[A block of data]

═══

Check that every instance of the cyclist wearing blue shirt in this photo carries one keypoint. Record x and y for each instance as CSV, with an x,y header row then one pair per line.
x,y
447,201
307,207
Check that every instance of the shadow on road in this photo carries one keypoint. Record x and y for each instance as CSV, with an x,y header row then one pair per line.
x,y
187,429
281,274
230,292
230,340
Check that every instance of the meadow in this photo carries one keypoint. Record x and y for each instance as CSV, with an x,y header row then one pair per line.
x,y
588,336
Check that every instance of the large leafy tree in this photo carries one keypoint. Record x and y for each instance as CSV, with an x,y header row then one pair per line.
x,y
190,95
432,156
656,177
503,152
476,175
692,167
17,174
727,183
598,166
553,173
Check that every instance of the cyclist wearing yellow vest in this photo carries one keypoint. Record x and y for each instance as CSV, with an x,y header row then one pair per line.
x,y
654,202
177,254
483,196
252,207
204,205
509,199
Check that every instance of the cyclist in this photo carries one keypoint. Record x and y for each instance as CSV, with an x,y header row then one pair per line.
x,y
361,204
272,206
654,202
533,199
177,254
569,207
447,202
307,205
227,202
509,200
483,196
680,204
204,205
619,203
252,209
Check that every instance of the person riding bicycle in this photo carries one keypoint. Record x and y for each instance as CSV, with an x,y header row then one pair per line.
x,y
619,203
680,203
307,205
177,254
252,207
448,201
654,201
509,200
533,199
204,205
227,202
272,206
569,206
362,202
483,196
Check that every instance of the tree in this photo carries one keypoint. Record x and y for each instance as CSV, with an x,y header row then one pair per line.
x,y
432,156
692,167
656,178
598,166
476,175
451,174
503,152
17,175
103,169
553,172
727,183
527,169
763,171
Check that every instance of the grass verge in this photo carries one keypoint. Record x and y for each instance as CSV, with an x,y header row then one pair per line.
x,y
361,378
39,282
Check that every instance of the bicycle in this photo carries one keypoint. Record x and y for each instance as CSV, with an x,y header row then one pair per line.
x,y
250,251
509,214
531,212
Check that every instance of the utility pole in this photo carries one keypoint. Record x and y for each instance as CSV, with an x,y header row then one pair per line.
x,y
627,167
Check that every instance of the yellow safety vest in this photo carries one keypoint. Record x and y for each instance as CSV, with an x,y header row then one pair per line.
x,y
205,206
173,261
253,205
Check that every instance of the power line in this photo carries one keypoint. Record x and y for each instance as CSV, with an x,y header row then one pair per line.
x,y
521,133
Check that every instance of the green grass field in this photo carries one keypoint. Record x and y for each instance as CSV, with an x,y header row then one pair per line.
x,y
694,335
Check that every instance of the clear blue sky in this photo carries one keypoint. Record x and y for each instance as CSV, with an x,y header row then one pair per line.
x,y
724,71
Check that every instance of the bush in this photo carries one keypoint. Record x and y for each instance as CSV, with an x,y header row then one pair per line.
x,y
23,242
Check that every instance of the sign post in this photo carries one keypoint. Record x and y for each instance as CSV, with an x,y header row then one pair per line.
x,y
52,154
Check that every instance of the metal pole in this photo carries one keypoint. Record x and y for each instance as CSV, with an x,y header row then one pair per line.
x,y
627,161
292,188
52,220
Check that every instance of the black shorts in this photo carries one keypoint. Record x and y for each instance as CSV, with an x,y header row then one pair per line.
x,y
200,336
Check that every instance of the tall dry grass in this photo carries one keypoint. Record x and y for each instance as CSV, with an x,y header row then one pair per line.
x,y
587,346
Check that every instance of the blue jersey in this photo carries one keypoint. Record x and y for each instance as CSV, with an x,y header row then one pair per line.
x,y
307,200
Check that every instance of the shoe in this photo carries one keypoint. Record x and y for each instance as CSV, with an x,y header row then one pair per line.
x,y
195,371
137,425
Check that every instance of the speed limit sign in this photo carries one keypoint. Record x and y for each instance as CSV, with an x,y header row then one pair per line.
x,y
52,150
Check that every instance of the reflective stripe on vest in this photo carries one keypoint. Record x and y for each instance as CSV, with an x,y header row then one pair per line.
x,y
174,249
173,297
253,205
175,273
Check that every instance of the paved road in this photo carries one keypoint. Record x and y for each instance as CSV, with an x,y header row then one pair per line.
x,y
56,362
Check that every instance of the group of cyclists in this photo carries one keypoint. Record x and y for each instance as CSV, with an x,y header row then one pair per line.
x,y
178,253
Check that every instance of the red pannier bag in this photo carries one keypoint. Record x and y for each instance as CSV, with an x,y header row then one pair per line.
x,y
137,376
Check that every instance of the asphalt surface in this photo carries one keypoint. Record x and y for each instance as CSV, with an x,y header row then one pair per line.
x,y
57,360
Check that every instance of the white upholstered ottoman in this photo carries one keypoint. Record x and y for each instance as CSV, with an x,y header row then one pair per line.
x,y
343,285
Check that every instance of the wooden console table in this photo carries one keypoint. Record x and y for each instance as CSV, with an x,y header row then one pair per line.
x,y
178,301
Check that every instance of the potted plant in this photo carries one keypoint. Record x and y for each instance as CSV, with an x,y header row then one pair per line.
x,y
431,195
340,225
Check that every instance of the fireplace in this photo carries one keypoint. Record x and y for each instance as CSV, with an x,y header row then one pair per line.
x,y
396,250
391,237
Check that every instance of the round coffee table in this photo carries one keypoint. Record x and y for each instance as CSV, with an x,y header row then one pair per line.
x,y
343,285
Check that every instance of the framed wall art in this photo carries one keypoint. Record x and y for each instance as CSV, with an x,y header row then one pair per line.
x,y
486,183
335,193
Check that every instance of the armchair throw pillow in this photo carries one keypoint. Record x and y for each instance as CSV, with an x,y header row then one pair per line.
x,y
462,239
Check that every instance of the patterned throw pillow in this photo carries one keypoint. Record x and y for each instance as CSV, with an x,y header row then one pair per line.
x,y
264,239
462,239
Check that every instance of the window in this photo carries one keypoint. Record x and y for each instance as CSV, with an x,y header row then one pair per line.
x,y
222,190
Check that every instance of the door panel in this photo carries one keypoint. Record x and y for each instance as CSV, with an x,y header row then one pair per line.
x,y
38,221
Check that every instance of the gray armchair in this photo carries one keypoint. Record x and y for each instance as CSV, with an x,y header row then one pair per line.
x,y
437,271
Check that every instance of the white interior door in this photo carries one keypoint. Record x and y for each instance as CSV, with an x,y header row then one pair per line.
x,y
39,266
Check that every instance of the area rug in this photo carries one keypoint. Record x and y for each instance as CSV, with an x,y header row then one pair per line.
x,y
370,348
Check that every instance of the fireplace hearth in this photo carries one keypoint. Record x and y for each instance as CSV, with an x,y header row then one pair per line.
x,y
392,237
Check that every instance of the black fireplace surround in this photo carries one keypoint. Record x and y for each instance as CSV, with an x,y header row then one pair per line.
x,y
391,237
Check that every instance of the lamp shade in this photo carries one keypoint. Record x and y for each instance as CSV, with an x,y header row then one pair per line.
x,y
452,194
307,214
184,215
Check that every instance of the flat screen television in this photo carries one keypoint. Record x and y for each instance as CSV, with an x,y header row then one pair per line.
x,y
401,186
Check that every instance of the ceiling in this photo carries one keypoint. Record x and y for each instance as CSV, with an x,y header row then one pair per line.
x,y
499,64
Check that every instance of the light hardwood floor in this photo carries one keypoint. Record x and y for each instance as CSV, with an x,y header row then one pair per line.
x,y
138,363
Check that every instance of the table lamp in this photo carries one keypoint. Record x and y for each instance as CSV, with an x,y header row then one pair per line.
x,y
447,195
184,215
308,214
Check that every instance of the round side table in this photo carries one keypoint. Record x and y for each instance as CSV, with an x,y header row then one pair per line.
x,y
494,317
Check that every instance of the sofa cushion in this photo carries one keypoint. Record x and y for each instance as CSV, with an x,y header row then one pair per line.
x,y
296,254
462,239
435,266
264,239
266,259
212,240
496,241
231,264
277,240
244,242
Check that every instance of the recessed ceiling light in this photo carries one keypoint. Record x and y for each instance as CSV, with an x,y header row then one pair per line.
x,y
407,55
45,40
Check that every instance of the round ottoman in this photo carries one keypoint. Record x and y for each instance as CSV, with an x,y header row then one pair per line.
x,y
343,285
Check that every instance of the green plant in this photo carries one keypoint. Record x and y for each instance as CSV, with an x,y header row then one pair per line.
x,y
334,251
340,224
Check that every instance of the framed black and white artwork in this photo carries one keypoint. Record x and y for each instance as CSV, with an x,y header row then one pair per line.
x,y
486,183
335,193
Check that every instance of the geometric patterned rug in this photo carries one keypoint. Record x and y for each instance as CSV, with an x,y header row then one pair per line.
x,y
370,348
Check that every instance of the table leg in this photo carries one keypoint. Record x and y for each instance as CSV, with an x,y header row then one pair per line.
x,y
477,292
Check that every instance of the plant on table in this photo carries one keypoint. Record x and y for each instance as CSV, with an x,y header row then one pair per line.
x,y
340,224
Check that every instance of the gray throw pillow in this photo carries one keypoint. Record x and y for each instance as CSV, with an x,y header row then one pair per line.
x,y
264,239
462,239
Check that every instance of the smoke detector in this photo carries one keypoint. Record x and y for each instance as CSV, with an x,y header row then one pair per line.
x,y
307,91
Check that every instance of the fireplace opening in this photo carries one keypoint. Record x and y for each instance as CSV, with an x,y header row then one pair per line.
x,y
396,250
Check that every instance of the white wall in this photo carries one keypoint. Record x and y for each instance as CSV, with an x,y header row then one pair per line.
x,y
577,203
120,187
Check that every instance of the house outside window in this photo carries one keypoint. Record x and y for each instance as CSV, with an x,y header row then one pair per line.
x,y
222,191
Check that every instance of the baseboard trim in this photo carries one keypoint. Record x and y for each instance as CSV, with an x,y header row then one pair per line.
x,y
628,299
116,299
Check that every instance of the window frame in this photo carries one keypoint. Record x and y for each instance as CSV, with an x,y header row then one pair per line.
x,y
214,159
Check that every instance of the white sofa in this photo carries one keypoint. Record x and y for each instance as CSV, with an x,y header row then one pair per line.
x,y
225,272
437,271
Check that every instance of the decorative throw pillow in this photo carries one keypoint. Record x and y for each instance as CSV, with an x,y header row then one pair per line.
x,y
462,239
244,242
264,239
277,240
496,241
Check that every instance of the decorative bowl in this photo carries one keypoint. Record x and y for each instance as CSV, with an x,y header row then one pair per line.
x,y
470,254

═══

#### EXERCISE:
Leave out every line before the one containing "Check that every instance of the plant"; set down that line and all remaining lines of the material exactly.

#### RIGHT ANSWER:
Check that every instance of the plant on table in this photo carries one keypoint. Record x and y for each instance as CSV, with an x,y header row then one pair per line.
x,y
340,224
Check that every instance of the gray throw pillow in this photo carries one keypoint. Record x and y for each instance as CSV, with an x,y header row then one pair per line.
x,y
264,239
462,239
Check that every instance of the smoke detector in this photo carries one keypoint. Record x and y for each instance as CSV, with an x,y header row then one pair per line.
x,y
307,91
Check that every instance of the fireplace opening in this photo carries one keypoint. Record x and y for each instance as CSV, with an x,y header row then one pair per line.
x,y
396,250
Check that every instance of the white wall in this photo carries one keypoint. Record x and y for each instance as CSV, with an x,y header row then one pair per line.
x,y
577,203
120,187
Check that every instance of the house outside window in this photo carries one keypoint. Record x and y for each instance as CSV, with an x,y header row then one pair per line.
x,y
222,191
Check that every instance of the baseboard trim in this photo carries one keypoint. Record x and y for each instance as CSV, with an x,y header row then one pair per line.
x,y
628,299
116,299
Check that every instance of the window frame in this photo carries one keypoint. Record x and y for each instance as CSV, with an x,y header row then one pair per line.
x,y
214,159
Check that every instance of the white sofa in this photo carries one keypoint. Record x and y for each instance as CSV, with an x,y header row then one pair per line.
x,y
225,272
437,271
Check that every instance of the decorative throw pillow in this photo carries one keypoint. Record x and y for each instance as CSV, with an x,y header row then one pair per line.
x,y
462,239
244,242
264,239
277,240
496,241
Check that every instance of the decorative bowl in this photo carries one keypoint. Record x and y for each instance as CSV, with an x,y header row then one pair per line.
x,y
470,254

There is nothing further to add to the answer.